§ Task input
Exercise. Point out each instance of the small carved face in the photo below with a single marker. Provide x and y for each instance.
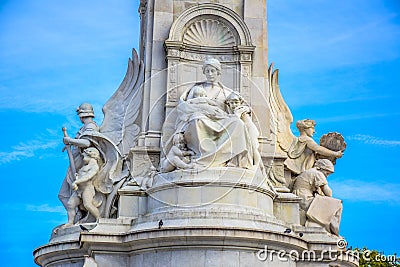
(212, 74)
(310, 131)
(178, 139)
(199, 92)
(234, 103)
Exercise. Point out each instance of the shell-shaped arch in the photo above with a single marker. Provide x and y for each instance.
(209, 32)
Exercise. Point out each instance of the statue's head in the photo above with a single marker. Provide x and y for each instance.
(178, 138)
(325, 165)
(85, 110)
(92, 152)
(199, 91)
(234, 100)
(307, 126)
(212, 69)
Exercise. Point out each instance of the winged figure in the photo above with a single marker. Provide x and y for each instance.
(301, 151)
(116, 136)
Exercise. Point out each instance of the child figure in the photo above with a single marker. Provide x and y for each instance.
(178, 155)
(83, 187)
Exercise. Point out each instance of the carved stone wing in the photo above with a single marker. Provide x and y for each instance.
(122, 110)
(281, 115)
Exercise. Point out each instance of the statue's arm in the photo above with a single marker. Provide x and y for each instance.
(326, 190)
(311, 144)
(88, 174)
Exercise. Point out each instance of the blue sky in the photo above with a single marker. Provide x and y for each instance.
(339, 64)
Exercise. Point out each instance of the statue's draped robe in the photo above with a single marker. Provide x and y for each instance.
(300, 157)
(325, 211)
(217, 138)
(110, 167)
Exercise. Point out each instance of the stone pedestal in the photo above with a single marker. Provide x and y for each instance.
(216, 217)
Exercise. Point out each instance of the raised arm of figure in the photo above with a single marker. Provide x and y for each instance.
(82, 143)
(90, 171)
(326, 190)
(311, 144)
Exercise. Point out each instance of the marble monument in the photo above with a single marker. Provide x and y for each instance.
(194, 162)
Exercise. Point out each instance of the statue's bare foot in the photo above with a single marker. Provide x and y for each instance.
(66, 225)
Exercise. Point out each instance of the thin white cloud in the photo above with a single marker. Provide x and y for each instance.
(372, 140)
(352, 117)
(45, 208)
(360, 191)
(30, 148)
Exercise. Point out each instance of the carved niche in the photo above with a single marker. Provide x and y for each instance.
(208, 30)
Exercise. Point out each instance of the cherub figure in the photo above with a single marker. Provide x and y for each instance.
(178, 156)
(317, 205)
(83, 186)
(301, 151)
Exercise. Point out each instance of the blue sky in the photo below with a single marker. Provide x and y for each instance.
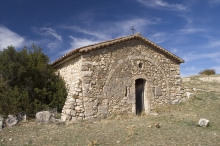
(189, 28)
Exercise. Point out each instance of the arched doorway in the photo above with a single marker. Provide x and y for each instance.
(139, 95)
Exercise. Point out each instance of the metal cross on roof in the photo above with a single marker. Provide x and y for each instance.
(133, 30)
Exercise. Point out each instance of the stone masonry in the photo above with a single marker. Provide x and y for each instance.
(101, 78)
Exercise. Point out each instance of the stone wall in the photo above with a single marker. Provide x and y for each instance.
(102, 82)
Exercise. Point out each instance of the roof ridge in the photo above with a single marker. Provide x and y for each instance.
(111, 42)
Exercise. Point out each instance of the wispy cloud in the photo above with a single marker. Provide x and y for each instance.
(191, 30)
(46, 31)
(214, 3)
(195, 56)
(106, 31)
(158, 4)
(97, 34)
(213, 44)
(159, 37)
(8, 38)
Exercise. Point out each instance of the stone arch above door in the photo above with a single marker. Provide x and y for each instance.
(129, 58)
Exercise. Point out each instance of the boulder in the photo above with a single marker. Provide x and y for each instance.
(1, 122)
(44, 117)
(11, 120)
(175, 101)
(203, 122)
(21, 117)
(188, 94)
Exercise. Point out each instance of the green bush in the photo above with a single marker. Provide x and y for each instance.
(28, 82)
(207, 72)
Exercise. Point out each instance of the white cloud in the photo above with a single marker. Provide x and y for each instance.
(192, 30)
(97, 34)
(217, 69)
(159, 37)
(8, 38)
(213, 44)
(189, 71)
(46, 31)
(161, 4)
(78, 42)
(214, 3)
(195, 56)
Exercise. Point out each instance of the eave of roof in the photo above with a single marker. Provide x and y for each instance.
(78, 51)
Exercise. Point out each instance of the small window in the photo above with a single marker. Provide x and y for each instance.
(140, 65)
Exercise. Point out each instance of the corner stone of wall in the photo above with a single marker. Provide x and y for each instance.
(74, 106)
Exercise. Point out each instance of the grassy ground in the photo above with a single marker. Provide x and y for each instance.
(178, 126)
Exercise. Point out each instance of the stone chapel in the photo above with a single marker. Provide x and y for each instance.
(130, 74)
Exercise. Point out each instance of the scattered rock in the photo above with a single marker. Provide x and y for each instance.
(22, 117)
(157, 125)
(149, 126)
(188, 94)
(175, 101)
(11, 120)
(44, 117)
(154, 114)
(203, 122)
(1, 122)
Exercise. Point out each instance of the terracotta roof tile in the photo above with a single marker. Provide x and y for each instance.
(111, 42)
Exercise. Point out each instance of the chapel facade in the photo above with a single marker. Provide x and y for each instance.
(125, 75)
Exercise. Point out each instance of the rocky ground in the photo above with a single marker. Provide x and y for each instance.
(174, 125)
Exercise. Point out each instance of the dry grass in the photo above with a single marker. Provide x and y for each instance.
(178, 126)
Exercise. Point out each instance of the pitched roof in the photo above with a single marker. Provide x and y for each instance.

§ Aim of the task
Transcribe all of the material above verbatim, omitting the pictures.

§ Exercise solution
Exercise. Point out each instance of the small carved face in the photo below with a single marker. Provide x and y for each instance.
(212, 74)
(310, 131)
(178, 139)
(199, 92)
(234, 103)
Exercise. Point out each instance of the shell-shaped arch in the photo above with a single marker. Provide x and y for each instance.
(209, 32)
Exercise. Point out each instance of the statue's head in the photo above with a single marker. Provide x and y for each instance.
(178, 138)
(325, 165)
(85, 110)
(92, 152)
(199, 91)
(234, 100)
(307, 126)
(212, 69)
Exercise. Point out each instance of the winged figure in the photo above with a single marker. Provide x and y for each instance.
(301, 151)
(116, 136)
Exercise. Point out each instance of the child figure in the photo above with a single marker. Provide x and y for each instance.
(178, 155)
(83, 187)
Exercise. Point out each instance of the carved stone wing in the photo above with a single marker. Provide x and y for each instance.
(122, 110)
(281, 115)
Exercise. Point out each instance of the statue's arm in the photo above with a single marker. Provide x and y for each instance.
(326, 190)
(311, 144)
(88, 174)
Exercise. Point out each instance of the blue sky in the photo above with a single marker. Provide x and y for each instance.
(339, 64)
Exercise. Point out each instance of the statue's draped robe in the photo above with a single marker. Provide x and y for each instance.
(300, 157)
(325, 211)
(217, 138)
(110, 167)
Exercise. Point out each instance of the stone pedestal in the photo above with a single marker. Provide x and y for each instance.
(216, 217)
Exercise. Point out each instance of the raised arm of figure in the photo above with a single marker. Provide x and y for each instance.
(82, 143)
(90, 171)
(326, 190)
(311, 144)
Exercise. Point out each instance of the marble monument in the photo above with a single marker. Provide x and y for each instance.
(194, 162)
Exercise. Point out each instance of the statue's bare foot in the photo above with a single marker. Provide x and y for each instance.
(66, 225)
Exercise. Point out each instance of the thin white cloud in the photo above with a single marker. Provide x and y for each instance.
(372, 140)
(352, 117)
(45, 208)
(360, 191)
(30, 148)
Exercise. Point out each instance of the carved niche in the photo above with a single marker. Provide x and y for each instance.
(208, 30)
Exercise. Point out each instance of the cherub figure in the photo above with a single marker. Provide x and y for each instance.
(178, 156)
(317, 205)
(83, 186)
(301, 151)
Exercise. Point out each instance of the blue sky in the photo below with a single marker. Provide x and y for each instance.
(189, 28)
Exercise. Point out each instance of the arched doorway in the photo above with a single marker. Provide x and y for each instance.
(139, 95)
Exercise. Point out each instance of the metal cross on roof in the photo above with a single marker. Provide x and y for each instance.
(133, 30)
Exercise. Point out each instance of the stone masonry in the photo above with a single marker. Provide x and y for each instance.
(101, 78)
Exercise. Point out each instance of the stone wall in the photo above with a single marker. Provide x and y for each instance.
(102, 82)
Exercise. Point out each instance of the roof ridge in the photo above with a single marker. Provide x and y for each instance.
(111, 42)
Exercise. Point out each instance of the wispy cloud in the photo above with a single marker. Provide x and y for each instance.
(191, 30)
(46, 31)
(214, 3)
(195, 56)
(106, 31)
(158, 4)
(97, 34)
(213, 44)
(159, 37)
(8, 38)
Exercise. Point out each instance of the stone arch above door in the photo above with a single marker. Provide x and y for each instance.
(129, 58)
Exercise. Point out each instance of the boulder in the photo above with a single marker. Provide x and y for each instance.
(1, 122)
(44, 117)
(11, 120)
(175, 101)
(203, 122)
(21, 117)
(188, 94)
Exercise. Point out each instance of the green bush in the photo above with a single marker. Provide x and y for each instance.
(28, 82)
(207, 72)
Exercise. Point out each instance of the white cloud in the photo above with a single marker. Provide x and y for each instance.
(192, 30)
(97, 34)
(217, 69)
(159, 37)
(8, 38)
(213, 44)
(189, 71)
(46, 31)
(161, 4)
(78, 42)
(214, 3)
(195, 56)
Exercise. Point out each instance of the eave of roof in the photo above with a single marker. Provide x and y for each instance.
(78, 51)
Exercise. Point out each instance of the small window in the photo above with a single marker. Provide x and y for each instance.
(140, 65)
Exercise. Point out each instance of the corner stone of wall in the photo above with a single marker. Provide x and y for each instance.
(74, 106)
Exercise. Point out each instance of the grassy ground in the photo above with a single marker. Provide x and y for each instance.
(178, 126)
Exercise. Point out each instance of the stone chapel in the photo above with a single marker. Provide x and y for each instance.
(130, 74)
Exercise. Point out each instance of the scattered rock in the photo above with a single marker. Provide x and y for each instance.
(22, 117)
(157, 125)
(149, 126)
(188, 94)
(175, 101)
(11, 120)
(44, 117)
(154, 114)
(203, 122)
(1, 122)
Exercise. Point out each instance of the terracotta roof tile in the photo above with a single marker. Provide x and y for each instance.
(111, 42)
Exercise. Point out each instance of the chapel facade in the photo above with a single marker. Provide x and y for each instance.
(125, 75)
Exercise. Point out each instance of the rocky ground in the photo above with a single marker. Provide x and y for each instance.
(174, 125)
Exercise. Point out each instance of the dry grass in the photo above with a single marker. Provide x and y for each instance.
(178, 126)
Exercise. Point out each instance of the pitched roof in the photo above with a single marker. Provide x and y for each instance.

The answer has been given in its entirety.